Dataset rows:
• • • • •

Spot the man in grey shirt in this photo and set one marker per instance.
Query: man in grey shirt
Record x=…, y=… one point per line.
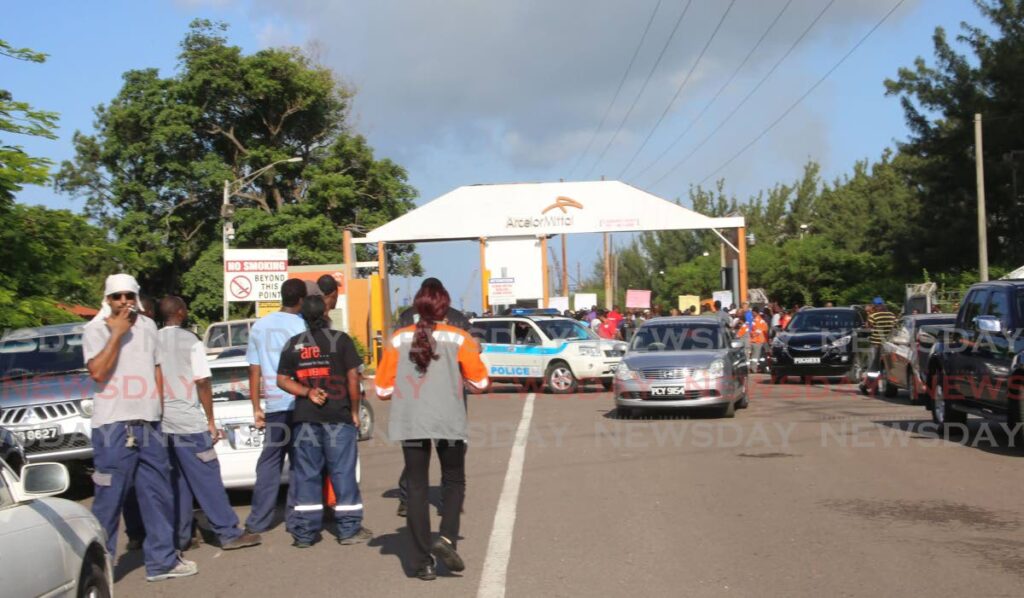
x=192, y=432
x=120, y=350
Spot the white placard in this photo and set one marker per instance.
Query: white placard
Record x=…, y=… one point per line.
x=255, y=274
x=501, y=291
x=725, y=297
x=584, y=301
x=559, y=303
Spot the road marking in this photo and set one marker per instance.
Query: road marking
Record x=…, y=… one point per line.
x=496, y=563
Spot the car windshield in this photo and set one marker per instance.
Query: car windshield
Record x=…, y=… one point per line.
x=823, y=322
x=41, y=355
x=230, y=383
x=676, y=337
x=565, y=329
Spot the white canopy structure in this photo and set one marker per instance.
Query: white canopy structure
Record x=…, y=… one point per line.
x=542, y=210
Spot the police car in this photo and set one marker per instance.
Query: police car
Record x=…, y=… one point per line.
x=559, y=352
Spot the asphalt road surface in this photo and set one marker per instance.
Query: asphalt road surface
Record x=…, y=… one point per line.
x=812, y=490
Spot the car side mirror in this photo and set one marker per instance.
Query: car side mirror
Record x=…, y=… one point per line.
x=988, y=324
x=44, y=479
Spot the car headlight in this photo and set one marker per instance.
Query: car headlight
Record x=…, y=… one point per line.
x=841, y=342
x=623, y=372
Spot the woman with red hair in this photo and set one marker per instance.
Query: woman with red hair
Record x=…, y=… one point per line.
x=423, y=372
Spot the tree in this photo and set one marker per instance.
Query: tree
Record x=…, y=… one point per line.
x=939, y=102
x=155, y=168
x=52, y=256
x=18, y=118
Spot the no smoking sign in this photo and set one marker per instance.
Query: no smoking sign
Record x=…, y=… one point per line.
x=255, y=274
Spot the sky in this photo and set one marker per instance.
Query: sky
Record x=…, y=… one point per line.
x=468, y=91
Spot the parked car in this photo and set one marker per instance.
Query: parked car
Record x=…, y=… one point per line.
x=48, y=546
x=902, y=353
x=558, y=352
x=232, y=412
x=976, y=367
x=221, y=336
x=819, y=341
x=684, y=364
x=46, y=395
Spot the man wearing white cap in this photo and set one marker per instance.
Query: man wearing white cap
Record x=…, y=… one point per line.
x=120, y=349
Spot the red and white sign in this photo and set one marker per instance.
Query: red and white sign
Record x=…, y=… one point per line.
x=255, y=274
x=636, y=299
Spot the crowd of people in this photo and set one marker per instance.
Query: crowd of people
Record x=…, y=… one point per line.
x=154, y=432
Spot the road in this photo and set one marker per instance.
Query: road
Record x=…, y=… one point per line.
x=812, y=490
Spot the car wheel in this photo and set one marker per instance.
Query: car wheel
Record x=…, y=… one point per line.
x=888, y=389
x=913, y=386
x=366, y=420
x=560, y=379
x=942, y=414
x=93, y=581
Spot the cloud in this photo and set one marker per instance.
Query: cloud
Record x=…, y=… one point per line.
x=528, y=81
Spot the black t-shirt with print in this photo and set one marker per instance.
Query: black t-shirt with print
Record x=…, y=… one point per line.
x=321, y=358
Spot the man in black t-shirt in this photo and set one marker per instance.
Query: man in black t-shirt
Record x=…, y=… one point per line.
x=321, y=368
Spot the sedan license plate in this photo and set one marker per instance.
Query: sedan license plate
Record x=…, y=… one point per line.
x=38, y=435
x=247, y=436
x=668, y=391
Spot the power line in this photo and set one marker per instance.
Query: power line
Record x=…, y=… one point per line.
x=680, y=89
x=806, y=93
x=619, y=89
x=750, y=94
x=642, y=88
x=718, y=93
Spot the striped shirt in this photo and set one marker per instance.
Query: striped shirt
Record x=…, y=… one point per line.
x=881, y=323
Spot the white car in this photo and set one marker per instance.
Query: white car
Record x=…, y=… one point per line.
x=232, y=412
x=48, y=546
x=559, y=352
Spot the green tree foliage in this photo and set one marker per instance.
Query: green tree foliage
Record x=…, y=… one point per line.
x=18, y=118
x=939, y=101
x=154, y=171
x=52, y=256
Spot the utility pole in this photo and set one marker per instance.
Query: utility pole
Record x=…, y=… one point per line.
x=982, y=223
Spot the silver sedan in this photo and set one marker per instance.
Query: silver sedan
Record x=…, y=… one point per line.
x=682, y=362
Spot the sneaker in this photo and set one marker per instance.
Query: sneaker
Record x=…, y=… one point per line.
x=184, y=568
x=443, y=549
x=244, y=541
x=427, y=572
x=359, y=537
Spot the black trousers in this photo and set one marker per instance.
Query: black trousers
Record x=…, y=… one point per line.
x=452, y=456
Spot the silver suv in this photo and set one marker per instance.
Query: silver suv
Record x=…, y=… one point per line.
x=46, y=393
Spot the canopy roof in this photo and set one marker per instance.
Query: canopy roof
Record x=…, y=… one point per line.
x=543, y=209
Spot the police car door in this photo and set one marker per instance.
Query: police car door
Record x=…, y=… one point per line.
x=495, y=337
x=527, y=354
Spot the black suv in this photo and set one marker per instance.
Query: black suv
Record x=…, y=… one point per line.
x=978, y=366
x=818, y=341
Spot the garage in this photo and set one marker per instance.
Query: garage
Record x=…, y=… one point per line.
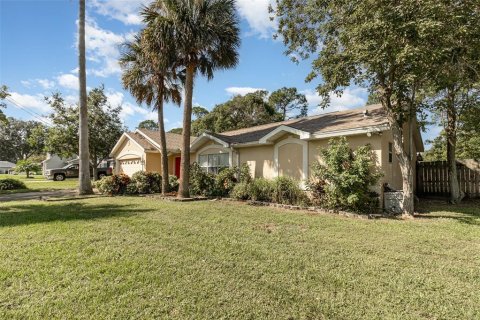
x=130, y=166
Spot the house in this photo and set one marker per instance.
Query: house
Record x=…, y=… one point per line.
x=6, y=167
x=286, y=148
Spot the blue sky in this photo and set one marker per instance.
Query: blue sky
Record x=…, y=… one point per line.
x=38, y=56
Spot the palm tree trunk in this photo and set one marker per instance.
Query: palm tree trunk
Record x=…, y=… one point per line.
x=84, y=183
x=163, y=139
x=455, y=193
x=183, y=190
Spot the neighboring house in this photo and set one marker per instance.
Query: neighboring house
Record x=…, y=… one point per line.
x=6, y=167
x=53, y=162
x=287, y=148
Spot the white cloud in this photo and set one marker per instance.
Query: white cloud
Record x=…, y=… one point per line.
x=124, y=11
x=241, y=90
x=36, y=102
x=351, y=98
x=257, y=15
x=26, y=83
x=103, y=49
x=45, y=83
x=68, y=81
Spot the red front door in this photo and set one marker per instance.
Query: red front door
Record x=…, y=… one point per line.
x=177, y=167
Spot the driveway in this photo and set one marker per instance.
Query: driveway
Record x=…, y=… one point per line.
x=36, y=195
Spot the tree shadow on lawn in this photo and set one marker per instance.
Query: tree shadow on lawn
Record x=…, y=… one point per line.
x=468, y=211
x=31, y=213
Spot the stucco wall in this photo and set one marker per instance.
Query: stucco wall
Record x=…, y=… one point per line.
x=129, y=150
x=290, y=161
x=393, y=175
x=260, y=160
x=354, y=141
x=153, y=162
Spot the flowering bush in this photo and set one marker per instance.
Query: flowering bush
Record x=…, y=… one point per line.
x=287, y=191
x=113, y=185
x=173, y=183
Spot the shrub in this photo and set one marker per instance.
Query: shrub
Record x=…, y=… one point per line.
x=344, y=180
x=112, y=185
x=287, y=191
x=173, y=183
x=225, y=180
x=241, y=191
x=11, y=184
x=261, y=189
x=145, y=182
x=202, y=183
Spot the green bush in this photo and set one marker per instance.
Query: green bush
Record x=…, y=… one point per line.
x=173, y=183
x=11, y=184
x=261, y=189
x=241, y=191
x=202, y=183
x=145, y=182
x=345, y=178
x=287, y=191
x=225, y=180
x=113, y=185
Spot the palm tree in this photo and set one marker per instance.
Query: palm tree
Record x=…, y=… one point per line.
x=207, y=38
x=84, y=183
x=148, y=74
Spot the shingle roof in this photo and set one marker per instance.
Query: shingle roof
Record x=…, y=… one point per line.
x=6, y=164
x=333, y=121
x=174, y=140
x=138, y=138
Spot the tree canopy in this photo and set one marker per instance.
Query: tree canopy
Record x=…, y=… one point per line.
x=104, y=125
x=288, y=102
x=387, y=46
x=239, y=112
x=148, y=124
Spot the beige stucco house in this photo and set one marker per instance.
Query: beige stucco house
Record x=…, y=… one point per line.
x=285, y=148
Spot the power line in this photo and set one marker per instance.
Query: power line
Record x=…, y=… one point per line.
x=37, y=116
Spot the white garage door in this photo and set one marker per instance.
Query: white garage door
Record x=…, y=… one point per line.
x=130, y=166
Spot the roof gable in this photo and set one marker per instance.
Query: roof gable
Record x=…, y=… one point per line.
x=6, y=164
x=318, y=124
x=174, y=140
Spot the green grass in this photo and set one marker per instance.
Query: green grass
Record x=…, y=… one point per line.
x=39, y=183
x=132, y=257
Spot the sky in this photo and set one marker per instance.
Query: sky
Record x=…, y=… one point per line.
x=38, y=56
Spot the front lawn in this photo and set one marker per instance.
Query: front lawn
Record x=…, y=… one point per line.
x=134, y=257
x=39, y=183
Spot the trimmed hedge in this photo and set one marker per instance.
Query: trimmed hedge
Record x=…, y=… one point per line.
x=281, y=190
x=11, y=184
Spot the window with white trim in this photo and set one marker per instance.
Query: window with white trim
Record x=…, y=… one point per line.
x=214, y=162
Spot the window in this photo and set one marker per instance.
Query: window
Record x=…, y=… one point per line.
x=390, y=152
x=213, y=162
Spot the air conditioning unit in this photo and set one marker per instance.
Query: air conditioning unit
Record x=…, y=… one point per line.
x=393, y=201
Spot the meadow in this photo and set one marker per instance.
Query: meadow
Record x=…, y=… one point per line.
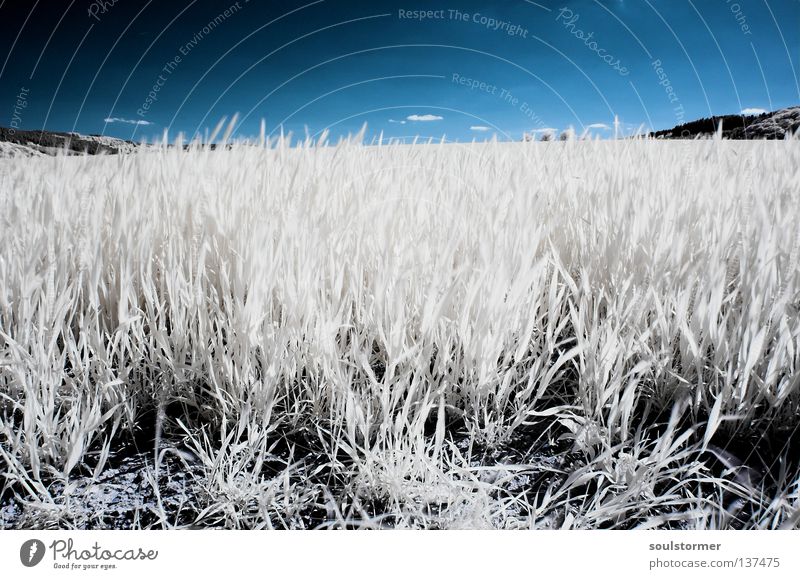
x=566, y=335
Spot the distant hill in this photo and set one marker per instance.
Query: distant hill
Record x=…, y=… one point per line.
x=32, y=143
x=774, y=125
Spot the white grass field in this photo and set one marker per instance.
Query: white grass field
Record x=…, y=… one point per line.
x=506, y=335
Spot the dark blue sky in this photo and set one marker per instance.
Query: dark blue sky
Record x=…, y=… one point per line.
x=464, y=69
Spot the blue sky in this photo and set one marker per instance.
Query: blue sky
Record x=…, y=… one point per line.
x=134, y=68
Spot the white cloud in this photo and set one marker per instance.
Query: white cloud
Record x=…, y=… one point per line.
x=424, y=118
x=128, y=121
x=753, y=111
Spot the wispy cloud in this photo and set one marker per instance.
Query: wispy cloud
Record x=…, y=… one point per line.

• • • • •

### What you should do
Could you rewrite the data from its first line up to and including the line with "x=496, y=563", swapping "placard" for "banner" and leaving everything else unchanged? Leave the pictures out.

### Solved exercise
Spot the man in grey shirt in this photo and set one marker per instance.
Query: man in grey shirt
Record x=…, y=… one point per line.
x=192, y=432
x=120, y=350
Spot the white banner in this photo and set one marker per instance.
Query: white banner
Record x=…, y=… one point per line.
x=255, y=274
x=501, y=291
x=725, y=297
x=584, y=301
x=559, y=303
Spot the road marking in this photo and set one marker per instance.
Query: road marking
Record x=…, y=… one point per line.
x=496, y=563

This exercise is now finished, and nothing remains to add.